» EXTRACT PROVIDED

Introduction
So over the years I have worked with GTFS feeds from agencies all around to run analysis and build frequency and trip based GIS visualizations. A separate feed from GTFS is called GTFS-RT that displays the Realtime locations. This feed as well as GTFS is a global standard and if you wanted to work with this kind of data in your own city check with your local transit authority to see if they are one of the Agencies that Openly Publish there information.
This blog post started with a Twitter poll where I asked what people would be interested in me writing about and it was overwhelmingly in favor of Realtime bus locations. Granted the othere options were pretty much geared toward transit policy woks and people like pretty things, but I digress. Vizualizing GTFS-RT has been on my todo list for some time and I am glad that I got around to tackling the problem.
Data Two Ways
Starting this project it was geared toward the agency wanting to create a service that would process the information server side and host as a Hosted Service for use on an ArcGIS Enterprise system. However, I ended up failing to do so, but have been able to get it running on my local machine so I will show you how I did that. I do have some plans to get this running using a Lambda function or ec2 instance in the future, but haven't played around with it too much.

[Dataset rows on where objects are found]

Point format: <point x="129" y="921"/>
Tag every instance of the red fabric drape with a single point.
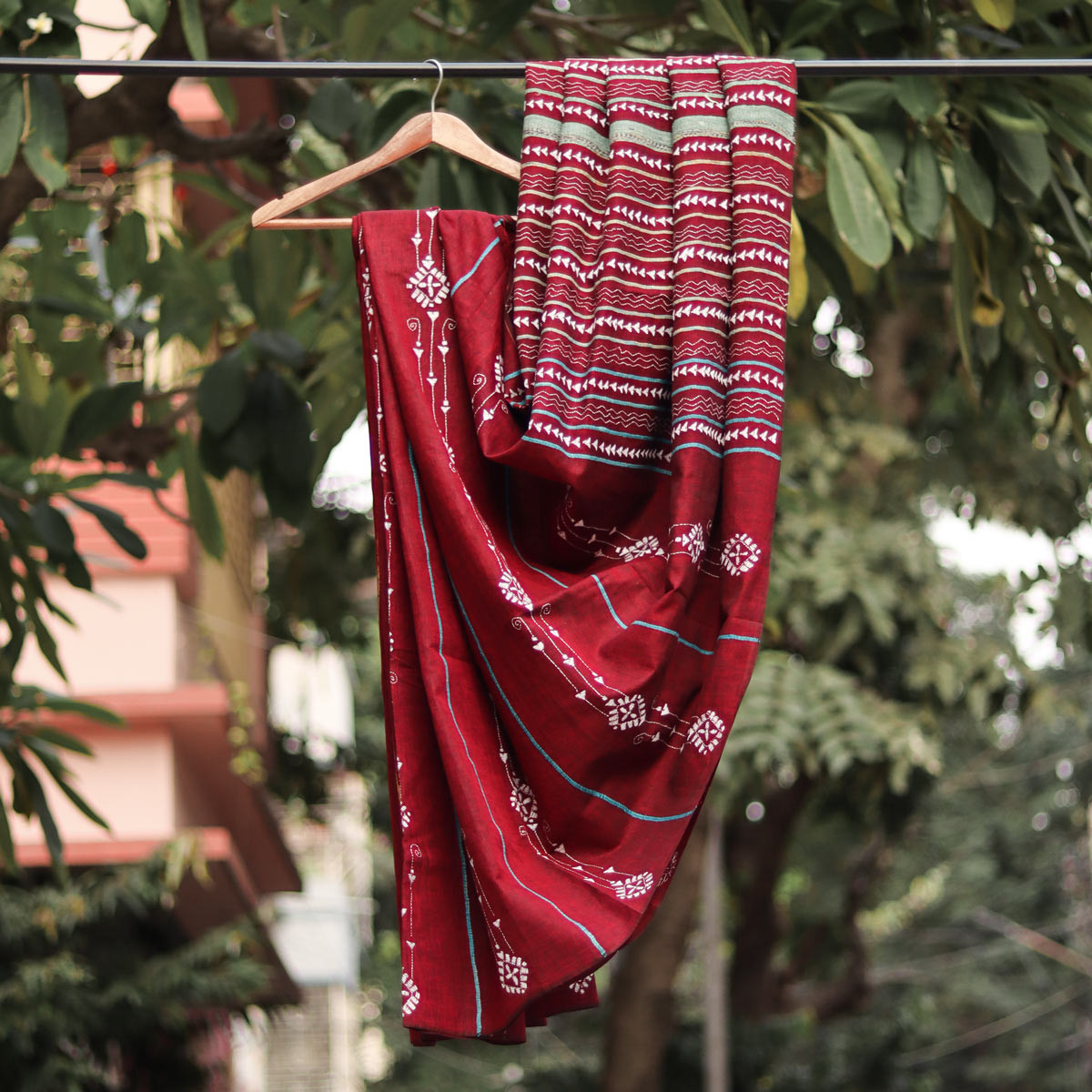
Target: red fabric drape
<point x="576" y="425"/>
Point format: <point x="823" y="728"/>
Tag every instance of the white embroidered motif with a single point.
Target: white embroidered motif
<point x="410" y="995"/>
<point x="429" y="285"/>
<point x="633" y="887"/>
<point x="524" y="802"/>
<point x="693" y="541"/>
<point x="642" y="549"/>
<point x="626" y="713"/>
<point x="705" y="732"/>
<point x="512" y="971"/>
<point x="740" y="555"/>
<point x="512" y="591"/>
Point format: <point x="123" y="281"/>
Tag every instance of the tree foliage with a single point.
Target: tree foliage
<point x="99" y="993"/>
<point x="939" y="361"/>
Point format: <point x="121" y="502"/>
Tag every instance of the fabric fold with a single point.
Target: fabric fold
<point x="576" y="426"/>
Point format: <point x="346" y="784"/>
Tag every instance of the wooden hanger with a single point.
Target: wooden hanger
<point x="437" y="126"/>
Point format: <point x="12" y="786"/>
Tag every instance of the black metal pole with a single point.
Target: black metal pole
<point x="514" y="70"/>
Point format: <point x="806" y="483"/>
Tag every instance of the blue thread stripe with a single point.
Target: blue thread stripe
<point x="754" y="390"/>
<point x="539" y="747"/>
<point x="600" y="429"/>
<point x="596" y="459"/>
<point x="603" y="371"/>
<point x="672" y="632"/>
<point x="454" y="720"/>
<point x="470" y="931"/>
<point x="606" y="599"/>
<point x="699" y="387"/>
<point x="601" y="398"/>
<point x="473" y="270"/>
<point x="730" y="451"/>
<point x="664" y="629"/>
<point x="511" y="535"/>
<point x="753" y="420"/>
<point x="756" y="364"/>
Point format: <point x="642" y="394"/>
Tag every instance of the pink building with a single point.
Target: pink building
<point x="175" y="645"/>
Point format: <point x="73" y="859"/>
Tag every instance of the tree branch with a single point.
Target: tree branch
<point x="139" y="106"/>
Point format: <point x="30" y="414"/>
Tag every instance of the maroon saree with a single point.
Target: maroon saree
<point x="576" y="425"/>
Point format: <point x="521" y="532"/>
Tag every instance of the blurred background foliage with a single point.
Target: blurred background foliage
<point x="904" y="792"/>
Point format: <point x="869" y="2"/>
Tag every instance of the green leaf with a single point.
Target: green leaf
<point x="1027" y="154"/>
<point x="277" y="261"/>
<point x="46" y="147"/>
<point x="806" y="20"/>
<point x="6" y="845"/>
<point x="332" y="109"/>
<point x="58" y="771"/>
<point x="278" y="345"/>
<point x="729" y="19"/>
<point x="861" y="97"/>
<point x="30" y="789"/>
<point x="997" y="14"/>
<point x="367" y="25"/>
<point x="126" y="251"/>
<point x="86" y="710"/>
<point x="115" y="525"/>
<point x="33" y="385"/>
<point x="222" y="393"/>
<point x="964" y="282"/>
<point x="53" y="528"/>
<point x="973" y="186"/>
<point x="920" y="96"/>
<point x="194" y="28"/>
<point x="855" y="207"/>
<point x="880" y="174"/>
<point x="57" y="738"/>
<point x="200" y="500"/>
<point x="288" y="434"/>
<point x="98" y="413"/>
<point x="153" y="12"/>
<point x="1011" y="113"/>
<point x="925" y="197"/>
<point x="11" y="120"/>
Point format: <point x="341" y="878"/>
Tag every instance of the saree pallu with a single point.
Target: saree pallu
<point x="576" y="425"/>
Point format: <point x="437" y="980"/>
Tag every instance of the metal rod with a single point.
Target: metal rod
<point x="514" y="70"/>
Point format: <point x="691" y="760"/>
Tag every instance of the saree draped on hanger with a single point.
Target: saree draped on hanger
<point x="576" y="425"/>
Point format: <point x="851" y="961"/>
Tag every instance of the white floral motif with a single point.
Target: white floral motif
<point x="524" y="802"/>
<point x="642" y="549"/>
<point x="705" y="732"/>
<point x="512" y="971"/>
<point x="429" y="285"/>
<point x="626" y="713"/>
<point x="512" y="591"/>
<point x="693" y="541"/>
<point x="633" y="887"/>
<point x="410" y="995"/>
<point x="740" y="555"/>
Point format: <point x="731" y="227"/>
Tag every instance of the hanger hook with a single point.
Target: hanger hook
<point x="440" y="80"/>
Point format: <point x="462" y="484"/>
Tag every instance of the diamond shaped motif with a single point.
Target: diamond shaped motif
<point x="741" y="554"/>
<point x="429" y="285"/>
<point x="705" y="732"/>
<point x="512" y="971"/>
<point x="626" y="713"/>
<point x="410" y="995"/>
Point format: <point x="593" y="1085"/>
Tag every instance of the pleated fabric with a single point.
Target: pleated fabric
<point x="576" y="427"/>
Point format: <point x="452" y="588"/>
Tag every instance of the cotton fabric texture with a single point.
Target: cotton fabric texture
<point x="576" y="426"/>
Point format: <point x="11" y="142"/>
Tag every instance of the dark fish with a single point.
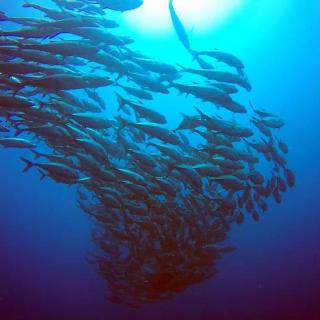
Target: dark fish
<point x="16" y="143"/>
<point x="178" y="26"/>
<point x="65" y="82"/>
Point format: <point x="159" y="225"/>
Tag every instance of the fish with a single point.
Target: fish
<point x="163" y="187"/>
<point x="65" y="82"/>
<point x="16" y="143"/>
<point x="179" y="27"/>
<point x="123" y="5"/>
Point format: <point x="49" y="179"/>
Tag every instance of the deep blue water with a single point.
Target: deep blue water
<point x="275" y="271"/>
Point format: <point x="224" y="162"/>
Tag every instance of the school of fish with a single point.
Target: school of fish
<point x="163" y="198"/>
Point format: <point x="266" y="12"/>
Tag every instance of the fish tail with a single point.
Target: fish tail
<point x="27" y="4"/>
<point x="18" y="132"/>
<point x="36" y="154"/>
<point x="182" y="67"/>
<point x="194" y="54"/>
<point x="28" y="164"/>
<point x="3" y="16"/>
<point x="120" y="100"/>
<point x="43" y="175"/>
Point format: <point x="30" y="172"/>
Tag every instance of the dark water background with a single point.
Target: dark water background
<point x="275" y="271"/>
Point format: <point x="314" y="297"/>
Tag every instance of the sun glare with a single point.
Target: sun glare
<point x="154" y="17"/>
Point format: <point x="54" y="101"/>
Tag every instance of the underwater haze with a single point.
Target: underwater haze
<point x="62" y="253"/>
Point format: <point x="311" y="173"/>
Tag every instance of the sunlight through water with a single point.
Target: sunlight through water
<point x="154" y="17"/>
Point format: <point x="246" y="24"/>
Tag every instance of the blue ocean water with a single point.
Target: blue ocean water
<point x="275" y="271"/>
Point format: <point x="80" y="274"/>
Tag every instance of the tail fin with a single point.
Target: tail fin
<point x="36" y="154"/>
<point x="121" y="101"/>
<point x="3" y="16"/>
<point x="18" y="132"/>
<point x="43" y="175"/>
<point x="182" y="67"/>
<point x="28" y="164"/>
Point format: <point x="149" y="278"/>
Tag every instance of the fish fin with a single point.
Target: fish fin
<point x="182" y="67"/>
<point x="36" y="154"/>
<point x="43" y="175"/>
<point x="3" y="16"/>
<point x="28" y="164"/>
<point x="121" y="101"/>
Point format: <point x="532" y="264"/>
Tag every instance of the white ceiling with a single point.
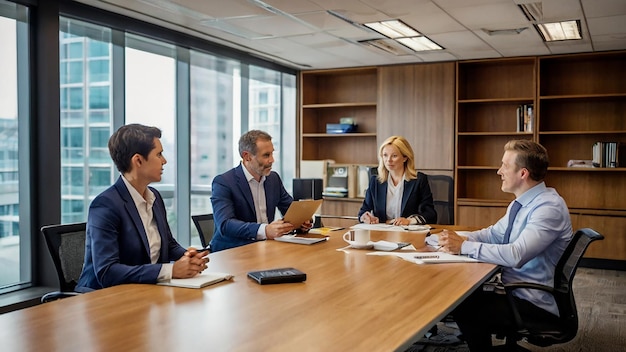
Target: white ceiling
<point x="302" y="34"/>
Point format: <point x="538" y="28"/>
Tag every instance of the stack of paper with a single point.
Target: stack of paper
<point x="429" y="257"/>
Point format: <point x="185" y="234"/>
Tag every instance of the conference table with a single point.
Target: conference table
<point x="350" y="301"/>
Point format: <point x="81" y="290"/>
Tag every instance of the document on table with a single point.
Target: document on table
<point x="198" y="281"/>
<point x="429" y="257"/>
<point x="377" y="227"/>
<point x="389" y="227"/>
<point x="433" y="240"/>
<point x="300" y="240"/>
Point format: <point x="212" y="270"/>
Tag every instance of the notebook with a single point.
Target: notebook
<point x="277" y="276"/>
<point x="300" y="240"/>
<point x="301" y="211"/>
<point x="198" y="281"/>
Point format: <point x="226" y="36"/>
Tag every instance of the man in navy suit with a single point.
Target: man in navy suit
<point x="128" y="237"/>
<point x="245" y="198"/>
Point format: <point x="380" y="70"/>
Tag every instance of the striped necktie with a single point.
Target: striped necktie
<point x="514" y="209"/>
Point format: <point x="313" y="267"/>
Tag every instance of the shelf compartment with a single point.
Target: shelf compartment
<point x="605" y="114"/>
<point x="599" y="73"/>
<point x="496" y="79"/>
<point x="575" y="146"/>
<point x="484" y="150"/>
<point x="315" y="119"/>
<point x="589" y="190"/>
<point x="489" y="117"/>
<point x="482" y="184"/>
<point x="345" y="150"/>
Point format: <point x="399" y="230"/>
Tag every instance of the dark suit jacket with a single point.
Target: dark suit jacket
<point x="417" y="199"/>
<point x="233" y="207"/>
<point x="116" y="248"/>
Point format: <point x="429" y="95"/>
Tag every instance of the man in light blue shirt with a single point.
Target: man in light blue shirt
<point x="527" y="250"/>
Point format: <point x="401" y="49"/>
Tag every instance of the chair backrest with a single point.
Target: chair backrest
<point x="442" y="187"/>
<point x="563" y="293"/>
<point x="205" y="225"/>
<point x="66" y="244"/>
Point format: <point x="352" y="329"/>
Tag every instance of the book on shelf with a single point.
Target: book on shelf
<point x="525" y="118"/>
<point x="609" y="154"/>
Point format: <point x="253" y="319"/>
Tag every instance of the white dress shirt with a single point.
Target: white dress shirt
<point x="260" y="203"/>
<point x="144" y="207"/>
<point x="541" y="231"/>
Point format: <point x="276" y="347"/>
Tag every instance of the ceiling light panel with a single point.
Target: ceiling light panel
<point x="420" y="43"/>
<point x="555" y="31"/>
<point x="393" y="29"/>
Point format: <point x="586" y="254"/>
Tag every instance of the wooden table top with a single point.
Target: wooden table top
<point x="350" y="301"/>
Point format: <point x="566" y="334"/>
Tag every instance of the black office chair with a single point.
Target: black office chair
<point x="205" y="225"/>
<point x="544" y="333"/>
<point x="66" y="244"/>
<point x="442" y="187"/>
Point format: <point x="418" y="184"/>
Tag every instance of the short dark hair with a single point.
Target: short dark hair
<point x="129" y="140"/>
<point x="530" y="155"/>
<point x="247" y="142"/>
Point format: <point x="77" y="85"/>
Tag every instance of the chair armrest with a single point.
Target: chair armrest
<point x="510" y="287"/>
<point x="56" y="295"/>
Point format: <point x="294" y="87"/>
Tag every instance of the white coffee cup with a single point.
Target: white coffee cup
<point x="357" y="237"/>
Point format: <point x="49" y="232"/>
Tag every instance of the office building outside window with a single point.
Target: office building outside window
<point x="219" y="111"/>
<point x="85" y="52"/>
<point x="15" y="264"/>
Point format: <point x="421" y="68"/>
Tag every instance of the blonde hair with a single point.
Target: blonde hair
<point x="405" y="149"/>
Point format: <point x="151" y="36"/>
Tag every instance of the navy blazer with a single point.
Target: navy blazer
<point x="233" y="207"/>
<point x="116" y="248"/>
<point x="417" y="199"/>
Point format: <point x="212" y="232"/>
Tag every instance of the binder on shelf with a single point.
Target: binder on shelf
<point x="609" y="154"/>
<point x="525" y="118"/>
<point x="348" y="180"/>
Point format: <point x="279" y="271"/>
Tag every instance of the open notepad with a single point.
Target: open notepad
<point x="198" y="281"/>
<point x="429" y="257"/>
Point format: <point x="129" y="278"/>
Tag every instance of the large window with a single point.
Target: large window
<point x="14" y="121"/>
<point x="201" y="95"/>
<point x="85" y="53"/>
<point x="151" y="100"/>
<point x="202" y="103"/>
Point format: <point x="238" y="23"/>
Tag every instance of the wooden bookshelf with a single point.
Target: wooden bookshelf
<point x="582" y="100"/>
<point x="488" y="95"/>
<point x="327" y="96"/>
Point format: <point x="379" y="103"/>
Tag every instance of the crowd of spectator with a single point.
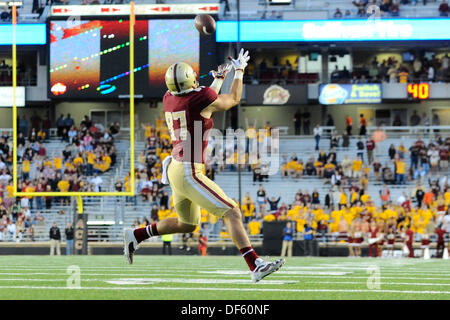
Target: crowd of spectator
<point x="88" y="152"/>
<point x="383" y="9"/>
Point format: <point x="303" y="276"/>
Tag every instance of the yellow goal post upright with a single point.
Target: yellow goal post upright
<point x="78" y="195"/>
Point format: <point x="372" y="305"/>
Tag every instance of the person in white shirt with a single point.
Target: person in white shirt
<point x="11" y="230"/>
<point x="96" y="182"/>
<point x="317" y="133"/>
<point x="4" y="178"/>
<point x="430" y="73"/>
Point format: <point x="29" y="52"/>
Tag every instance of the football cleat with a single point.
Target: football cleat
<point x="130" y="244"/>
<point x="264" y="268"/>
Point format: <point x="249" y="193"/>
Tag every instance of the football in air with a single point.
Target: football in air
<point x="205" y="24"/>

» TASK
Answer these questions about the blog post:
1. What is the name of the separate feed that displays realtime locations?
2. Where did the blog post start?
3. What two options does the author name for getting the service running in the future?
The items play no part in what comes next.

» RESPONSE BELOW
1. GTFS-RT
2. With a Twitter poll
3. A Lambda function or an EC2 instance